= Written problem 1 =
In the listing, rewrite the stretch from "tag the pine tree" through "(1397, 243)" with "hillside" changed to "ridge" and everything else kept the same.

= Page excerpt =
· · · ·
All charges will be on the surface so the sphere will have a surface charge distribution (for a given position of the point charge, q at a distance ##a## from the centre of the sphere) that gives all charges the same potential. Since ##\vec{F}=-\frac{dU}{dx}## you will need to find the point at which ##\frac{dF}{dx}=-\frac{d^2U}{dx^2}=0##

AM
Does this seem like the correct expression for F using superposition?

chaos333 said:
The method it refers to is that in 3.10 you were supposed to set q'+q''=0, where q' and q'' lie inside the conductor and represent the charge of the conductor, so for this problem you essentially do q'+q''=q where q'' lies on the origin of the sphere,
Yes

chaos333 said:
q' lies a distance 'a' (inside the sphere still)
Did you mean to say q' lies a distance 'b' from the center of the sphere?

chaos333 said:
and a third charge q is outside the sphere a distance 'b'.
Did you mean q is a distance 'a' from the center of the sphere?

chaos333 said:
Does this seem like the correct expression for F using superposition?
View attachment 348079
Yes, except you left out the charge q in your expression for F.

TSny said:
Yes

Did you mean to say q' lies a distance 'b' from the center of the sphere?

Did you mean q is a distance 'a' from the center of the sphere?

Yes, except you left out the charge q in your expression for F.
so I differentiate this and set it to 0? Pretend 'a' is a variable, maybe x, then I differentiate it like a variable right?

chaos333 said:
Yeah my bad, View attachment 348098
Still missing a factor of q. Otherwise, looks good.

chaos333 said:
so I differentiate this and set it to 0? Pretend 'a' is a variable, maybe x, then I differentiate it like a variable right?
No need to differentiate. You're not looking for a "critical point" in the sense of a maximum or minimum of ##F##. The critical point in this problem is the value of ##a## for which the force switches from repulsive to attractive. What is the value of ##F## at this critical point?

TSny said:
Still missing a factor of q. Otherwise, looks good.
· · · ·
= Entries shown =

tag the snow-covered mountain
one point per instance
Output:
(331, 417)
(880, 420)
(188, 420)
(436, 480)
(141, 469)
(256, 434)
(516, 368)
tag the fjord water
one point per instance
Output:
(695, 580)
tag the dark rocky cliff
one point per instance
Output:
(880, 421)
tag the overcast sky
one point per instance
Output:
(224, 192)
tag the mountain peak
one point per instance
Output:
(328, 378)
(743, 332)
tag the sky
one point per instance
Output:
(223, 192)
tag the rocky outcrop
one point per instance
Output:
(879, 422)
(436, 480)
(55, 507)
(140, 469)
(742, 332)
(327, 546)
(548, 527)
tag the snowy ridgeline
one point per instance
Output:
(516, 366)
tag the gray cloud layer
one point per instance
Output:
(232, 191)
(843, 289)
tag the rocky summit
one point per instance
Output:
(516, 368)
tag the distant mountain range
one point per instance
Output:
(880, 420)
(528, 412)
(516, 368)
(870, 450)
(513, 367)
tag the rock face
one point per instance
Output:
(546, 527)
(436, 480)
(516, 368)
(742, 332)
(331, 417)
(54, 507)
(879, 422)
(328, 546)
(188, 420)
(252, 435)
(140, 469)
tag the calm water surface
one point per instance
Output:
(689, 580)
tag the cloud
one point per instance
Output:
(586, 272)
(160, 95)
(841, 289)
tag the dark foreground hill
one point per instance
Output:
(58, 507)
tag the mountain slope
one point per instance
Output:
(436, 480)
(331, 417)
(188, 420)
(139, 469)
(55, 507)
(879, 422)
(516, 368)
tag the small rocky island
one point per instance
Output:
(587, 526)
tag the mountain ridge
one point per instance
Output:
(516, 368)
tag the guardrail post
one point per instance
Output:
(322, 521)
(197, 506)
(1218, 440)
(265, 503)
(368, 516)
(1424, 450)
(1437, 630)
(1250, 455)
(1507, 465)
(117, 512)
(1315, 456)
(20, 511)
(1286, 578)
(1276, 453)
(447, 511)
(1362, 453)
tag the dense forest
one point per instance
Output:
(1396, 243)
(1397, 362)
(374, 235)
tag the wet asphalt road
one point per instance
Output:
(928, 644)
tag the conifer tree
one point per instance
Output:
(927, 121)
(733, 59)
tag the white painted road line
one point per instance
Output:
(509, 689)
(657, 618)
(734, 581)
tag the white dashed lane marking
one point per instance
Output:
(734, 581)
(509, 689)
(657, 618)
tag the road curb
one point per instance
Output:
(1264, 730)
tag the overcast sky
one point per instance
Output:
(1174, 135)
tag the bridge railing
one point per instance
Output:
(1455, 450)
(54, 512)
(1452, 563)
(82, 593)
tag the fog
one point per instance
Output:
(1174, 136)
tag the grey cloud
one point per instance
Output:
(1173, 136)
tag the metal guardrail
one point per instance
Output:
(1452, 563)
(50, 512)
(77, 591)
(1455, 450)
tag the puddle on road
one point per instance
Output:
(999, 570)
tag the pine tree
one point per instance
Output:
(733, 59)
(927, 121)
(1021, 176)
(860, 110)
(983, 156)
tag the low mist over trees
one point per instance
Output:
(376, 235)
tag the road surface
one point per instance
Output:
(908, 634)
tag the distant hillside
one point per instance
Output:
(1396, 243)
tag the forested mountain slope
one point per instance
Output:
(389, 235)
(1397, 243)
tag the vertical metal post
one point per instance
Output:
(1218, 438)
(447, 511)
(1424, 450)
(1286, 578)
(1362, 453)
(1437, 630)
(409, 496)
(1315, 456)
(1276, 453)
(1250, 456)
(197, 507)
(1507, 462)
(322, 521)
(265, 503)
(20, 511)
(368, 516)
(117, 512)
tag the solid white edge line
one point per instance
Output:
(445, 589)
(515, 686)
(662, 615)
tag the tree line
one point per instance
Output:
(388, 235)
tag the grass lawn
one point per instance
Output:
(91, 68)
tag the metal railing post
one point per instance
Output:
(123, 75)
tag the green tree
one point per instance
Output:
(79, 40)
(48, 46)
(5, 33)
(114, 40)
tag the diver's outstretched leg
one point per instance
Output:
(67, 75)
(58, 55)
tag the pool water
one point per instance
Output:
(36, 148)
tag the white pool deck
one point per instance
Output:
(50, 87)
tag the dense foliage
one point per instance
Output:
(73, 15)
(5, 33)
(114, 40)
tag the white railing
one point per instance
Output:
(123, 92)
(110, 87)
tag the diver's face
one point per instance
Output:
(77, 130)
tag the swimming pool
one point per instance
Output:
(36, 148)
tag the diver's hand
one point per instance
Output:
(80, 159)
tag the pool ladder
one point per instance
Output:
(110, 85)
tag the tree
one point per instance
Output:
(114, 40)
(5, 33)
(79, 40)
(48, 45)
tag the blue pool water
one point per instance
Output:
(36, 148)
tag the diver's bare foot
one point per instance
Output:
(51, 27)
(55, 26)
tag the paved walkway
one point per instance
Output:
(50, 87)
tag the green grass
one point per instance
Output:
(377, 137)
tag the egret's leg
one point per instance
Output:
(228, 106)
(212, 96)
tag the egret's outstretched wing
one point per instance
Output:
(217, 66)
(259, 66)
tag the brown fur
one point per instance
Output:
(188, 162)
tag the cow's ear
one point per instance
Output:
· · · ·
= Written problem 2 =
Extend the forum thread about the point charge near a conducting sphere, picking up after its last line.

= Exercise output 1 =
tag the pine tree
one point per instance
Output:
(733, 59)
(927, 121)
(1021, 176)
(860, 110)
(983, 156)
tag the low mist over trees
one point per instance
Output:
(376, 235)
tag the road surface
one point per instance
Output:
(908, 634)
tag the distant ridge
one point per instance
Output:
(1396, 243)
tag the forested mountain slope
one point per instance
Output:
(389, 235)
(1397, 243)

= Exercise output 2 =
No need to differentiate. You're not looking for a "critical point" in the sense of a maximum or minimum of ##F##. The critical point in this problem is the value of ##a## for which the force switches from repulsive to attractive. What is the value of ##F## at this critical point?
0, that makes sense... When I go to solve for it though I just get a nasty polynomial, should I brute force it or is there another approach?

chaos333 said:
0, that makes sense... When I go to solve for it though I just get a nasty polynomial, should I brute force it or is there another approach?
Yes, it's messy. You might let ##x = a/R## or ##x = R/a##, whichever you prefer. As you're seeing, ##F = 0## yields a polynomial in ##x## for which you need to find the root(s). If you have access to a computer algebra system, you can check to see if the polynomial factors nicely. Or, you could plot the polynomial to get a good numerical approximation for the solution.

TSny said:
Yes, it's messy. You might let ##x = a/R## or ##x = R/a##, whichever you prefer. As you're seeing, ##F = 0## yields a polynomial in ##x## for which you need to find the root(s). If you have access to a computer algebra system, you can check to see if the polynomial factors nicely. Or, you could plot the polynomial to get a good numerical approximation for the solution.
Sorry for getting to you late, but I got it, thanks for your help!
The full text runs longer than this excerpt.